- WORK ITEM -
Keeping every word in place, write out the entries that come next.

- SOURCE RECORDS -
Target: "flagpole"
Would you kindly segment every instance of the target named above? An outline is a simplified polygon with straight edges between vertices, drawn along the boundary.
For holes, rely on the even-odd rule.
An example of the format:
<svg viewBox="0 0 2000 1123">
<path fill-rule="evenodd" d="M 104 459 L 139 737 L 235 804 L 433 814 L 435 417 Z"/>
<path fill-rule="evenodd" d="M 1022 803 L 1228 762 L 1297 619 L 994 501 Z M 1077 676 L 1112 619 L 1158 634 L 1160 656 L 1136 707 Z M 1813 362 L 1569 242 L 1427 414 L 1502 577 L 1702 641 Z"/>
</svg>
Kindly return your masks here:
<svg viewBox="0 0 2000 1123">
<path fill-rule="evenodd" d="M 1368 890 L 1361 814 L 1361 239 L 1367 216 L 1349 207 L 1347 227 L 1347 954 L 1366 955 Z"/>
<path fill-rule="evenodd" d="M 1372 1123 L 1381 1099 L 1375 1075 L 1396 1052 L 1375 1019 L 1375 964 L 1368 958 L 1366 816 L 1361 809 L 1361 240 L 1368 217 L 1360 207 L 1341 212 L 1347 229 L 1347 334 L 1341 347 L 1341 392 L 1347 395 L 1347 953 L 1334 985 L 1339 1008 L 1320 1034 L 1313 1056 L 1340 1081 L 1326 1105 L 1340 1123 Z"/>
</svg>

- FINISHED TASK -
Target: "flagpole"
Would you kindly segment every instance of the target named above? An outline is a simplified polygon with straight edges between vertices, drawn along the boundary.
For holes, rely on the even-odd rule.
An example of the format:
<svg viewBox="0 0 2000 1123">
<path fill-rule="evenodd" d="M 104 459 L 139 737 L 235 804 L 433 814 L 435 417 Z"/>
<path fill-rule="evenodd" d="M 1022 803 L 1228 762 L 1297 619 L 994 501 Z M 1077 676 L 1112 619 L 1158 634 L 1160 656 L 1136 707 Z M 1813 362 L 1569 242 L 1427 414 L 1502 577 L 1702 641 Z"/>
</svg>
Kindly return your masks here:
<svg viewBox="0 0 2000 1123">
<path fill-rule="evenodd" d="M 1368 890 L 1361 814 L 1361 239 L 1367 216 L 1349 207 L 1347 227 L 1347 954 L 1366 955 Z"/>
<path fill-rule="evenodd" d="M 1372 1123 L 1381 1099 L 1375 1075 L 1396 1052 L 1375 1019 L 1375 964 L 1368 958 L 1366 816 L 1361 809 L 1361 240 L 1368 217 L 1360 207 L 1341 212 L 1347 229 L 1347 334 L 1341 347 L 1341 392 L 1347 395 L 1347 953 L 1334 985 L 1339 1008 L 1320 1034 L 1313 1056 L 1340 1081 L 1326 1105 L 1340 1123 Z"/>
</svg>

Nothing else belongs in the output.